● Given passage:
# # # # #
“If you can hold someone’s attention for more than just a few moments then you have achieved as an artist. On lengthier inspection they may love it, they may hate it and they may or may not understand it. But the thrill is to make them stop and stare.” says Johny.
Johny paints from his own life’s adventures, so if you connect with his work it is probably because you have been to the same places; sailed the same oceans or skied the same mountains.
His work has been described as “abstract on reality” and his paintings are easy to understand as there is no hidden agenda – he just asks you to look at things in new ways.
A photo can only ever give you a snapshot in time but Johny’s work can give you the changing light on a mountain from sunrise to sunset in one picture.
Johny's Story
A brief background goes something like this: King James College Henley on Thames; Maidenhead Foundation Course; and London College of Printing for his BA Hons in Graphic Design, but he only stuck it out for two years because “I did not want to become a clone of the tutors.”
After a lot of to-and-fro between the French Alps and London, he finally settled in Chamonix beneath Mont Blanc and the Aiguille du Midi.
At the time there was no art gallery for Johny to offer up his work to so, using the French word ‘entrepreneur’, he opened his own. The first gallery was a small shed-like affair in the car park of the Grand Montets. Eight years later Gallery Midnight was an established and welcomed part of downtown Chamonix life.
# # # # #
● Assigned task:
Answer these questions from the passage about Johny:
(a) At which school did Johny study for his BA Hons in Graphic Design?
(b) Where was his first gallery located?
(c) How has his work been described?
The listing comes from a different source than the passage about Johny.

● Data shown:
# # # # #
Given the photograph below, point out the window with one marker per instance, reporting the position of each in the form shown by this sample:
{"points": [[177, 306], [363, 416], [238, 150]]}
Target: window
# # # # #
● Result:
(a) London College of Printing
(b) In the car park of the Grand Montets
(c) As "abstract on reality"